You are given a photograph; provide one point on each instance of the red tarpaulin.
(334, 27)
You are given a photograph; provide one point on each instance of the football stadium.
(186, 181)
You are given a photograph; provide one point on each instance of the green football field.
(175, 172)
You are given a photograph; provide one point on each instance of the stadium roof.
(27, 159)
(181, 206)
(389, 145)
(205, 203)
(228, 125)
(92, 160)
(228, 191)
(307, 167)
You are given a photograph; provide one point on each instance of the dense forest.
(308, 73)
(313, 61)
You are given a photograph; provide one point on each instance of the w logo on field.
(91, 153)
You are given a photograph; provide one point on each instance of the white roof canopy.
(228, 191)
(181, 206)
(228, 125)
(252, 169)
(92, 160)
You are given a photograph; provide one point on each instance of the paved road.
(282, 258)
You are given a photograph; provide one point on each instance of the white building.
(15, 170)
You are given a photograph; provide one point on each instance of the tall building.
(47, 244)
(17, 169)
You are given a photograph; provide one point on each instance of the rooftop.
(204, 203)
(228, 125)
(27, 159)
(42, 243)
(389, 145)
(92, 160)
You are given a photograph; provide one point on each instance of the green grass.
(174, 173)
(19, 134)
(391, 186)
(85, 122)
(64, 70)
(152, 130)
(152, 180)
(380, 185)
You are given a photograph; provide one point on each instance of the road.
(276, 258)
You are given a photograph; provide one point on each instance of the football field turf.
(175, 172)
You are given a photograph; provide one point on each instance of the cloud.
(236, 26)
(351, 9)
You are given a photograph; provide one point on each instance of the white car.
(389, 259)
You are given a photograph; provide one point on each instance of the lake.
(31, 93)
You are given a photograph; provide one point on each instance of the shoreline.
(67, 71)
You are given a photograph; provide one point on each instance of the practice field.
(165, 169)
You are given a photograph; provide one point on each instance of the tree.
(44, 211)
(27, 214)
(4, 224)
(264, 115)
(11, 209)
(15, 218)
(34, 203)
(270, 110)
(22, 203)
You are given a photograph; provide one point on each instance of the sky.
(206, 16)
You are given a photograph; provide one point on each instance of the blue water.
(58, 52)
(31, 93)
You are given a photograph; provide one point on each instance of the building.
--------------------
## Instructions for the task
Print the material verbatim, all of it.

## Full answer
You are given a photograph; provide one point on each instance of the red tarpaulin.
(334, 27)
You are given a photograph; provide one point on each instance of the football stadium.
(186, 181)
You are given a photograph; provide one point on each instance of the green football field.
(175, 172)
You are given a photograph; provide one point on each instance of the stadium roof.
(27, 159)
(181, 206)
(389, 145)
(205, 203)
(228, 125)
(92, 160)
(228, 191)
(307, 167)
You are given a photograph; provide one point on each instance of the dense forest.
(308, 73)
(313, 61)
You are given a photograph; provide one point on each instance of the w logo on field.
(91, 153)
You are given a photograph; provide one point on each instance of the white roof canopy.
(228, 191)
(181, 206)
(228, 125)
(252, 169)
(92, 160)
You are given a photograph; provide one point on each instance of the paved road.
(282, 258)
You are given a photograph; provide one point on each instance of the white building.
(15, 170)
You are given a photograph; provide one point on each instance of the tall building.
(47, 244)
(17, 169)
You are given a photograph; provide one point on each instance of the rooftop.
(204, 203)
(228, 125)
(27, 159)
(42, 243)
(389, 145)
(92, 160)
You are given a photograph; provide one point on each instance of the green grass.
(174, 173)
(19, 134)
(391, 186)
(85, 122)
(64, 70)
(152, 130)
(152, 180)
(380, 185)
You are given a photograph; provide one point on each instance of the road.
(276, 258)
You are given a photograph; provide one point on each instance of the football field turf.
(175, 172)
You are given a photograph; provide one point on each instance of the cloud.
(236, 26)
(351, 9)
You are given a photograph; provide one point on each instance of the white car.
(389, 259)
You are given a photograph; provide one point on each instance of the lake.
(31, 93)
You are given a photograph; provide one point on each instance of the shoreline.
(67, 71)
You are given a photograph; provide one point on each instance of the practice field.
(165, 169)
You are given a photograph; provide one point on each instance of the tree.
(44, 211)
(27, 214)
(4, 224)
(264, 115)
(11, 209)
(15, 218)
(34, 203)
(270, 110)
(22, 203)
You are given a photograph; provide one point on each instance of the sky.
(206, 16)
You are given a photograph; provide one point on each instance of the blue water.
(58, 52)
(31, 93)
You are given a photograph; provide one point on each instance of the building.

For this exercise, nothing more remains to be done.